When I called the cancer clinic last Tuesday morning to get the schedule for my radiation therapy, I was told that it had'nt been completed yet. "We will call you soon, I promise" An hour later I received a call from my radiation oncologist. My schedule for radiation had been set and he wanted to make sure I was at the cancer centre at 2:20pm Wednesday November 18th. Sweet....finally a start date!! Then he mentions that he had been reviewing my mammograms over the past 12 years and noticed a mass developing on my other breast which disturbed him. Ok, so now what? Another mammogram and ultrasound! Later on that day the cancer clinic calls to inform me of my start date. When I mentioned that Dr MacKillop had already called me, she shouts 'he CALLED you? He never calls patients!' Great, time to get the worry cap back on.
I have spent the last four months being strong, making sure no one sees the fear that I feel...now this. In all honesty, I hadn't really allowed myself to let it sink in. This past weekend was spent doing housework with the music cranked, (hubby hid in the garage) listening to Frampton Comes Alive and thinking of the first time I heard 'do you feel like I do'...it was the winter of 1977, I just started working at the pool in Amherstview when it opened in August 1976. My friend Shelley Leonard and I car pooled and it was my turn to drive. I remember we were driving south on county road 6 towards Bath Road. Halfway through the song, Shelley says "do you know what he just sang?" This is the part of the song where Pete uses the talk box, which was relatively new at that point. Imagine two 17 yr old girls giggling at the fact that we heard "I wanna f*ck youuuuu", on CKLC AM!

▶ DATA PROVIDED:
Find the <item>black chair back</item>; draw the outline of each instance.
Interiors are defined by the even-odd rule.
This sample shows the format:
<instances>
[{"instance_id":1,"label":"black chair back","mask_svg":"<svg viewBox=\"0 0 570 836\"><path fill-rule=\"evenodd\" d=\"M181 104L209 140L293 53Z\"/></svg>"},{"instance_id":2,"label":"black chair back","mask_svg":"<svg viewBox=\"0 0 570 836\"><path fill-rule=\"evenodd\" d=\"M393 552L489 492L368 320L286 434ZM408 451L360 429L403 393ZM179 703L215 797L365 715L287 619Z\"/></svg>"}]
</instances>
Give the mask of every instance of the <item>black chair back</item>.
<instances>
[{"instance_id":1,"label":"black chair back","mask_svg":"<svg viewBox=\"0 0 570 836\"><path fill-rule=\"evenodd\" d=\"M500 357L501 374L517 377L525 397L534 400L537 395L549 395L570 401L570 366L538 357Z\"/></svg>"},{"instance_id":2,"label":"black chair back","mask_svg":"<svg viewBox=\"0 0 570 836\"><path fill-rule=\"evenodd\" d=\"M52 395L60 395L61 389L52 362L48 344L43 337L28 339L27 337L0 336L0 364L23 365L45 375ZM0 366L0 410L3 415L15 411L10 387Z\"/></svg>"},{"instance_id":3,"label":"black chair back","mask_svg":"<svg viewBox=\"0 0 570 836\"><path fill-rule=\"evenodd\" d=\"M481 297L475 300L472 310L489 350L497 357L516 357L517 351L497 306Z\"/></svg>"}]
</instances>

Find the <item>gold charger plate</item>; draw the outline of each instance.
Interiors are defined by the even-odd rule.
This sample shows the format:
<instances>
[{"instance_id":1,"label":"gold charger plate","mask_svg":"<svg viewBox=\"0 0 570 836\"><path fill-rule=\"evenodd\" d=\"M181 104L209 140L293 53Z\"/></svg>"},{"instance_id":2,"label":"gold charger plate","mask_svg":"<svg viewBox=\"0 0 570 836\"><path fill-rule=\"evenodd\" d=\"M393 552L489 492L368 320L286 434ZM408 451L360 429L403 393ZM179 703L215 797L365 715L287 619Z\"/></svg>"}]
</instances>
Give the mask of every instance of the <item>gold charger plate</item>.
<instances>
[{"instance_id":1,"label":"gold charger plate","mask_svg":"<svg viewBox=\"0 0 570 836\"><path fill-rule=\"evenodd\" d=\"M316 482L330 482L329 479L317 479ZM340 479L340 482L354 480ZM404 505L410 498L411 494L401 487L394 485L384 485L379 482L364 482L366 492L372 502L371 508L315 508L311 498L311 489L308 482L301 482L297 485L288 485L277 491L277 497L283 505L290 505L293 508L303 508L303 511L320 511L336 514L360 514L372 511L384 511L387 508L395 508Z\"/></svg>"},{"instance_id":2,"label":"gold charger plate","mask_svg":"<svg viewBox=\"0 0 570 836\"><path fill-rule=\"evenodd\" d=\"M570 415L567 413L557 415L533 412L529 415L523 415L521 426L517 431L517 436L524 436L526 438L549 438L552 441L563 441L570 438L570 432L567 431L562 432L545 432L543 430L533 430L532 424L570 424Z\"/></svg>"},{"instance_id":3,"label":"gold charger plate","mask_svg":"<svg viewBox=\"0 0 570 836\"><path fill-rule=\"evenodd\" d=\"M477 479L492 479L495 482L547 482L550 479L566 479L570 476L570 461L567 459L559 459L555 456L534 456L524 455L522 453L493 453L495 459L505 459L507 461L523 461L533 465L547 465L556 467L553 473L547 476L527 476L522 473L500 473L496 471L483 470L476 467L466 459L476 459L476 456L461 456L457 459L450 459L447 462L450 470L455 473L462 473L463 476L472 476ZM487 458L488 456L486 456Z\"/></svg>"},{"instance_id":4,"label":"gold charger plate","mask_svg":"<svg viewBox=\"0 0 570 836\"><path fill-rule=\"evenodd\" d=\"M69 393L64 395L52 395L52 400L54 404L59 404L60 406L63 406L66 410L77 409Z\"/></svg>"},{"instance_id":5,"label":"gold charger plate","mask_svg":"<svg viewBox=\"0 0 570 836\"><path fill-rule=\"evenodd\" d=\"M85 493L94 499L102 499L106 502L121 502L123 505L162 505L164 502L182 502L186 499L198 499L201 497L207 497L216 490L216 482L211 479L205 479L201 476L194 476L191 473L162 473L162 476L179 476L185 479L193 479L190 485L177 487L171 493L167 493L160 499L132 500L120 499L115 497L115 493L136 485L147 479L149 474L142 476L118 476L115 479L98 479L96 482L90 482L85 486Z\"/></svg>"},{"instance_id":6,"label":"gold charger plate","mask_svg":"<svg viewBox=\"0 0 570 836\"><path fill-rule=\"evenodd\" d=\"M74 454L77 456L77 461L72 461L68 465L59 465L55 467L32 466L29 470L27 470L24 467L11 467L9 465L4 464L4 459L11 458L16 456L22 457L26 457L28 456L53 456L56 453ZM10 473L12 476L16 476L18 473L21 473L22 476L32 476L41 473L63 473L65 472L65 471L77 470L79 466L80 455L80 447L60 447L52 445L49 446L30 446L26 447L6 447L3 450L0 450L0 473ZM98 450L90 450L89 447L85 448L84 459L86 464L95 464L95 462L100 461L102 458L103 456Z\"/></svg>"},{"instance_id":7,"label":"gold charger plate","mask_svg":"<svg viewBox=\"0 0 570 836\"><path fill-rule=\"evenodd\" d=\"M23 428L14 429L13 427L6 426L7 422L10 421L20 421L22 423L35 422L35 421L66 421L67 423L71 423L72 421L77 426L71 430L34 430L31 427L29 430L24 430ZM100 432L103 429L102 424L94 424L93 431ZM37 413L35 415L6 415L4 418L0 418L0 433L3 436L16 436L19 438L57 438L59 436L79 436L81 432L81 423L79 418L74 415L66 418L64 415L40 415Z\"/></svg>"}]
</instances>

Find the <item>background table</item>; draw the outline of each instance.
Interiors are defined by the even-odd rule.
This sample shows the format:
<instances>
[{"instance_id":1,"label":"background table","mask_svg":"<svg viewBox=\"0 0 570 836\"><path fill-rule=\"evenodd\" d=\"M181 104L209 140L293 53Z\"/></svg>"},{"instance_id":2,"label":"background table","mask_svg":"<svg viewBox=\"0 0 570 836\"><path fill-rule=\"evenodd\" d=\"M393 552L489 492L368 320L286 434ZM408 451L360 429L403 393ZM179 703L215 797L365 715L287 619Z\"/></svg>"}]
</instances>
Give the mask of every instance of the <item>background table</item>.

▶ WHAT TO WORK ON: In the account of the radiation therapy schedule, when did the radiation oncologist want the writer at the cancer centre?

▶ OUTPUT OF THE EXERCISE: At 2:20pm on Wednesday, November 18th.